▸ **Data section**

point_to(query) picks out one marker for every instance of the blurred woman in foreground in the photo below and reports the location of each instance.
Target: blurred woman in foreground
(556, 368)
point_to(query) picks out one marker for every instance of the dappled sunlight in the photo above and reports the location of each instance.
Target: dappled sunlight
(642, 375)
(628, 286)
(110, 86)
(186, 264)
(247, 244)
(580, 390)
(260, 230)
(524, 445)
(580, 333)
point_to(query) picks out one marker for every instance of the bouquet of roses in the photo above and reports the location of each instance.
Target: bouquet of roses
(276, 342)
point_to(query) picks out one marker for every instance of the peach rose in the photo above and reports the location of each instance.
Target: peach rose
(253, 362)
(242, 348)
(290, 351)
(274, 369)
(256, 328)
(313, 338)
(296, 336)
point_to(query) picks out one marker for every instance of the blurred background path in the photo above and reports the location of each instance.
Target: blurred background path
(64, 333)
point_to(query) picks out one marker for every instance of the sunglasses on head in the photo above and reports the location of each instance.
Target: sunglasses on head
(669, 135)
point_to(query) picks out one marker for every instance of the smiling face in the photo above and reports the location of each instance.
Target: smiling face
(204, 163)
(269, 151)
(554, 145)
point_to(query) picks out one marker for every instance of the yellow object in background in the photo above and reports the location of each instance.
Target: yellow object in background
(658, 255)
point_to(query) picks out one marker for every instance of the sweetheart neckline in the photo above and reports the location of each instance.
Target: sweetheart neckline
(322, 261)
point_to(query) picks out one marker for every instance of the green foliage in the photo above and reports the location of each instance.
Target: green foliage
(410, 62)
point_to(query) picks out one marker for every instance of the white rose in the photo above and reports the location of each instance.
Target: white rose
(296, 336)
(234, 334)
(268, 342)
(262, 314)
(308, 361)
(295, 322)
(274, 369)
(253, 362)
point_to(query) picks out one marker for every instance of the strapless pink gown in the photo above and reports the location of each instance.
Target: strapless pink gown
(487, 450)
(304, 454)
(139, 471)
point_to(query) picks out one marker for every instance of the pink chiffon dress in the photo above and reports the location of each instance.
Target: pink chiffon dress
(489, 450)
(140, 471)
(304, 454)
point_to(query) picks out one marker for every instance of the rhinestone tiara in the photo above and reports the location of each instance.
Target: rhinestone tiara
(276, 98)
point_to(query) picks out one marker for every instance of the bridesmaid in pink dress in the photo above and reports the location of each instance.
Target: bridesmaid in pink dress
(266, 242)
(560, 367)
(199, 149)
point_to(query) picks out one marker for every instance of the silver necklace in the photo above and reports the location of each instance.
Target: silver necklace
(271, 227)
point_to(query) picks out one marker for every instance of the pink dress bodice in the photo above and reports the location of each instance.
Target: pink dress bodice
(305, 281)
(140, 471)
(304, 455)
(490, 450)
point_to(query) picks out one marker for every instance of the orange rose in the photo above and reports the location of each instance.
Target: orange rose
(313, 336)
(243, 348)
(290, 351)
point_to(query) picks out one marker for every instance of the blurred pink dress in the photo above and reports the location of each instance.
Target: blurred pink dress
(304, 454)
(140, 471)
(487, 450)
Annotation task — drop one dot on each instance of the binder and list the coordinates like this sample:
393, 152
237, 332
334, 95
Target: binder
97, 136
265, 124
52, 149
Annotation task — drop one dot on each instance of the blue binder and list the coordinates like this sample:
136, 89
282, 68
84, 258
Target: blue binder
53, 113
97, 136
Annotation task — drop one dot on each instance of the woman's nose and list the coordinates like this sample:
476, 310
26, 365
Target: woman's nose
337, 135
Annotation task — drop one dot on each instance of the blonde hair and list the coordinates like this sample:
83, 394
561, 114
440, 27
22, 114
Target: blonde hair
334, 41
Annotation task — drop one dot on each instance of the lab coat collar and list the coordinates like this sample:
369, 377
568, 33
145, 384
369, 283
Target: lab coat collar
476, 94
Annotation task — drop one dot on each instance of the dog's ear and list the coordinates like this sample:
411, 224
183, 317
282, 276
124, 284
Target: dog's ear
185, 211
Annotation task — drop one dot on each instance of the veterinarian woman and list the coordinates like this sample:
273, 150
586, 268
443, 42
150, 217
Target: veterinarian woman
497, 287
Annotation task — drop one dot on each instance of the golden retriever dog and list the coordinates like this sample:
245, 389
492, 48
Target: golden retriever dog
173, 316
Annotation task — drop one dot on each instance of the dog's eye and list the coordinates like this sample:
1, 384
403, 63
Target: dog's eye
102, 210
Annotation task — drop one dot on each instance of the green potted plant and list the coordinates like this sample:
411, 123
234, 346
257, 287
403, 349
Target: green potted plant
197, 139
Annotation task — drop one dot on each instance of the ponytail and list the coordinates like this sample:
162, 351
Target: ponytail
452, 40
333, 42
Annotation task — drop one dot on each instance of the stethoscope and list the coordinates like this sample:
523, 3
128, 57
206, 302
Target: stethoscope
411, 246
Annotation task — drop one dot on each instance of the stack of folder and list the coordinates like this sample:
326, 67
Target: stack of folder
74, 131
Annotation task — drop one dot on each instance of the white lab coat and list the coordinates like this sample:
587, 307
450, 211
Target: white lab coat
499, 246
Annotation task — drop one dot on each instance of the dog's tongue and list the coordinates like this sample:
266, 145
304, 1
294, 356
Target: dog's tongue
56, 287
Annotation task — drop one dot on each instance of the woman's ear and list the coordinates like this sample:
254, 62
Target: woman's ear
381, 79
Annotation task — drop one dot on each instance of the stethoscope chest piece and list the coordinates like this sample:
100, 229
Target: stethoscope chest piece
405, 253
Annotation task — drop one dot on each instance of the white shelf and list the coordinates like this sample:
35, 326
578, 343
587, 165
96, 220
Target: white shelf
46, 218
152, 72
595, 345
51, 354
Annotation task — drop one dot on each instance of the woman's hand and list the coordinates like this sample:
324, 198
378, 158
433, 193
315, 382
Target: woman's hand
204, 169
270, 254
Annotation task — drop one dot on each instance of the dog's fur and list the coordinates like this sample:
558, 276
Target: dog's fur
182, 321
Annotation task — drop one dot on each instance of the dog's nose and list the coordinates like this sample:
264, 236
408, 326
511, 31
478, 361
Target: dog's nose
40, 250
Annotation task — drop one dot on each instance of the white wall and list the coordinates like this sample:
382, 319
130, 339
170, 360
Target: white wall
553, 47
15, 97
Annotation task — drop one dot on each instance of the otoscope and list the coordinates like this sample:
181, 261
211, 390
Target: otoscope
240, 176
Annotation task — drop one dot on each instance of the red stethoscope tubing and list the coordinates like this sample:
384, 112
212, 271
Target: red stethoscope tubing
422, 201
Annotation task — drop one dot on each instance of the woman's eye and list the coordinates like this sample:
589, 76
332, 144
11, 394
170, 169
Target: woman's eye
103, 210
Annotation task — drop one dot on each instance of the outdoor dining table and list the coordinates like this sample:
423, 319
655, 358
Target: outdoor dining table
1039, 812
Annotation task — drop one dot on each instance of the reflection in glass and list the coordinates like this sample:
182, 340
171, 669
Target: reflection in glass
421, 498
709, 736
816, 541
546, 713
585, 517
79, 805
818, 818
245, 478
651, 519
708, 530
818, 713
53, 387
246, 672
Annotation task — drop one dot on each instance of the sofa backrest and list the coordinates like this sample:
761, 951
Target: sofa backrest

▸ **Required task**
Put every line of the material above into a JSON list of strings, one string per line, leaving out blank lines.

▸ **Solution for this problem**
[
  "point_to(query) picks out one marker for every instance of the blurred woman in foreground in the photo below and reports the location of each instance.",
  "Target: blurred woman in foreground",
  "(556, 368)",
  "point_to(query) picks out one marker for every instance of the dappled sunlight in the photo above and reports the location of each instance.",
  "Target: dappled sunlight",
  "(642, 375)",
  "(628, 286)",
  "(110, 86)",
  "(186, 264)",
  "(247, 244)",
  "(580, 390)",
  "(260, 230)",
  "(524, 445)",
  "(580, 333)",
  "point_to(query) picks out one marker for every instance of the bouquet of roses in the photo above and reports the location of each instance.",
  "Target: bouquet of roses",
  "(276, 342)",
  "point_to(query) picks out one marker for every instance of the peach rose in the photo above and reports the location of each instance.",
  "Target: peach rose",
  "(253, 362)",
  "(242, 348)",
  "(290, 351)",
  "(274, 369)",
  "(256, 328)",
  "(313, 338)",
  "(296, 336)",
  "point_to(query) picks out one marker for every instance of the blurred background path in the photo above and reports the location of each instance.",
  "Target: blurred background path",
  "(64, 333)",
  "point_to(query) picks out one marker for every instance of the sunglasses on head in the photo above and reports the location of each instance.",
  "Target: sunglasses on head",
  "(669, 135)",
  "point_to(query) picks out one marker for every instance of the smiling face in the photo above and reports the location of each instance.",
  "Target: smiling face",
  "(204, 163)",
  "(269, 151)",
  "(554, 145)",
  "point_to(query) picks out one marker for every instance of the yellow object in background in the photo above and reports the location of each instance.",
  "Target: yellow object in background",
  "(658, 255)",
  "point_to(query) picks out one marker for every instance of the sweetheart neckline in the photo above and reports the location of each instance.",
  "Target: sweetheart neckline",
  "(322, 261)",
  "point_to(query) picks out one marker for every instance of the green foliage in the photo above and reports the location of each instance.",
  "Target: green foliage",
  "(410, 62)",
  "point_to(query) picks out one marker for every instance of the white rose in the photo above and reports the location of each instance.",
  "Target: white rose",
  "(296, 336)",
  "(234, 334)",
  "(268, 342)",
  "(262, 314)",
  "(308, 361)",
  "(295, 322)",
  "(274, 369)",
  "(253, 362)",
  "point_to(query) picks out one marker for every instance of the strapless pink gown in the photo above and reports the location of each instance.",
  "Target: strapless pink gown",
  "(487, 450)",
  "(304, 454)",
  "(139, 471)",
  "point_to(query) picks out one marker for every instance of the pink chiffon dress in the photo above and reports the location of each instance.",
  "Target: pink chiffon dress",
  "(489, 450)",
  "(140, 471)",
  "(304, 454)",
  "point_to(query) picks out one marker for every instance of the rhinestone tiara in the photo above and reports the location of each instance.",
  "Target: rhinestone tiara",
  "(276, 98)",
  "point_to(query) picks out one marker for every instance of the bridesmaid in pink dress in the photo above and reports the location of each instance.",
  "Target: bridesmaid in pink dress",
  "(266, 242)",
  "(560, 367)",
  "(199, 149)",
  "point_to(query) picks out one marker for every instance of the silver necklace in the photo above and reports the location of each instance.",
  "Target: silver necklace",
  "(271, 227)",
  "point_to(query) picks out one marker for every instance of the pink dress bodice in the photo above and reports the location of each instance.",
  "Target: pink dress bodice",
  "(305, 281)",
  "(140, 471)",
  "(304, 455)",
  "(490, 450)",
  "point_to(query) picks out one marker for every instance of the orange rose in the photo above and reports the location of each instance.",
  "Target: orange rose",
  "(313, 336)",
  "(243, 348)",
  "(290, 351)",
  "point_to(query) picks out one marker for every instance of the blurred pink dress in the photo above and reports the location of each instance.",
  "Target: blurred pink dress",
  "(304, 454)",
  "(140, 471)",
  "(487, 450)",
  "Annotation task — drop one dot on each instance of the binder and list the coordinates like this sample:",
  "393, 152",
  "237, 332",
  "334, 95",
  "Target: binder",
  "97, 136",
  "265, 124",
  "52, 149",
  "Annotation task — drop one dot on each instance of the blue binder and list the coordinates like this sample:",
  "136, 89",
  "282, 68",
  "84, 258",
  "Target: blue binder",
  "53, 113",
  "97, 136",
  "Annotation task — drop one dot on each instance of the woman's nose and list the coordinates like this sample:",
  "476, 310",
  "26, 365",
  "Target: woman's nose",
  "337, 135",
  "Annotation task — drop one dot on each instance of the blonde hair and list the coordinates like this sample:",
  "83, 394",
  "561, 114",
  "440, 27",
  "22, 114",
  "Target: blonde hair",
  "334, 41",
  "Annotation task — drop one dot on each instance of the lab coat collar and list the coordinates like this sample:",
  "369, 377",
  "568, 33",
  "145, 384",
  "369, 283",
  "Target: lab coat collar",
  "476, 94",
  "Annotation task — drop one dot on each instance of the dog's ear and list the coordinates like this sample:",
  "411, 224",
  "183, 317",
  "282, 276",
  "124, 284",
  "Target: dog's ear",
  "185, 211",
  "Annotation task — drop one dot on each instance of the veterinarian woman and list the coordinates like this sample:",
  "273, 150",
  "586, 268",
  "443, 42",
  "150, 217",
  "Target: veterinarian woman",
  "497, 287",
  "Annotation task — drop one dot on each instance of the golden retriever dog and list the coordinates like this sample:",
  "245, 389",
  "492, 48",
  "Target: golden retriever dog",
  "173, 316",
  "Annotation task — drop one dot on each instance of the dog's eye and list the coordinates like this sample:",
  "1, 384",
  "403, 63",
  "Target: dog's eye",
  "102, 210",
  "Annotation task — drop one dot on each instance of the green potted plant and list the coordinates like this sample:",
  "411, 123",
  "234, 346",
  "257, 287",
  "403, 349",
  "Target: green potted plant",
  "197, 139",
  "Annotation task — drop one dot on each instance of the ponytail and list the coordinates like this sample:",
  "162, 351",
  "Target: ponytail",
  "452, 40",
  "333, 42",
  "Annotation task — drop one dot on each instance of the stethoscope and list the coordinates like this sample:",
  "523, 3",
  "128, 57",
  "206, 302",
  "Target: stethoscope",
  "411, 246",
  "Annotation task — drop one dot on each instance of the stack of folder and list the coordinates like this sample:",
  "326, 67",
  "Target: stack of folder",
  "74, 131",
  "Annotation task — drop one dot on each instance of the white lab coat and list the coordinates like this sample:",
  "587, 307",
  "450, 211",
  "Target: white lab coat",
  "499, 246",
  "Annotation task — drop one dot on each instance of the dog's tongue and list the coordinates like this sample:",
  "266, 145",
  "304, 1",
  "294, 356",
  "Target: dog's tongue",
  "56, 287",
  "Annotation task — drop one dot on each instance of the woman's ear and list the coordinates like this sample:",
  "254, 62",
  "Target: woman's ear",
  "381, 79",
  "Annotation task — drop one dot on each instance of the stethoscope chest piece and list the coordinates like this sample:",
  "100, 229",
  "Target: stethoscope chest piece",
  "405, 253",
  "Annotation task — drop one dot on each instance of the white shelf and list the coordinates like this sample:",
  "35, 326",
  "578, 343",
  "587, 165",
  "96, 220",
  "Target: white shelf",
  "46, 218",
  "152, 72",
  "595, 345",
  "51, 354",
  "Annotation task — drop one dot on each instance of the woman's hand and list the coordinates like this sample:",
  "324, 198",
  "378, 158",
  "433, 193",
  "315, 382",
  "Target: woman's hand",
  "204, 169",
  "270, 254",
  "Annotation task — drop one dot on each instance of the dog's fur and list the coordinates like this sample:",
  "558, 276",
  "Target: dog's fur",
  "182, 321",
  "Annotation task — drop one dot on each instance of the dog's nose and list the coordinates like this sample:",
  "264, 236",
  "408, 326",
  "511, 31",
  "478, 361",
  "Target: dog's nose",
  "40, 250",
  "Annotation task — drop one dot on each instance of the white wall and list the coordinates like this sample:",
  "382, 319",
  "130, 339",
  "170, 360",
  "Target: white wall",
  "553, 47",
  "15, 97",
  "Annotation task — drop one dot on each instance of the otoscope and list the coordinates like this sample:",
  "181, 261",
  "211, 390",
  "Target: otoscope",
  "240, 176",
  "Annotation task — drop one dot on each instance of the red stethoscope tubing and list the coordinates like this sample:",
  "384, 112",
  "212, 271",
  "Target: red stethoscope tubing",
  "422, 201",
  "Annotation task — drop one dot on each instance of the woman's eye and list the coordinates like this sample:",
  "589, 76",
  "332, 144",
  "11, 394",
  "170, 169",
  "Target: woman's eye",
  "103, 210",
  "Annotation task — drop one dot on each instance of the outdoor dining table and list the coordinates like this sample:",
  "423, 319",
  "655, 358",
  "Target: outdoor dining table",
  "1039, 812",
  "Annotation task — drop one dot on each instance of the reflection in glass and list the coordinates like this sample:",
  "182, 340",
  "171, 669",
  "Target: reflection in glass",
  "421, 498",
  "709, 736",
  "816, 541",
  "546, 713",
  "585, 517",
  "79, 805",
  "818, 818",
  "245, 478",
  "651, 519",
  "708, 530",
  "818, 713",
  "53, 387",
  "246, 672",
  "Annotation task — drop one dot on each instance of the sofa backrest and list the coordinates like this sample:",
  "761, 951",
  "Target: sofa backrest"
]